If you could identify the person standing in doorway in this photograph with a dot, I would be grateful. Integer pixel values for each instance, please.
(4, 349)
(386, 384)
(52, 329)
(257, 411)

* [What is being asked]: Each entry above is to be printed again exactly.

* [Completed task]:
If you could identify the person standing in doorway in this photograph with a dot, I would be grateful. Integer pixel values for each instance, please.
(4, 349)
(386, 384)
(52, 329)
(257, 411)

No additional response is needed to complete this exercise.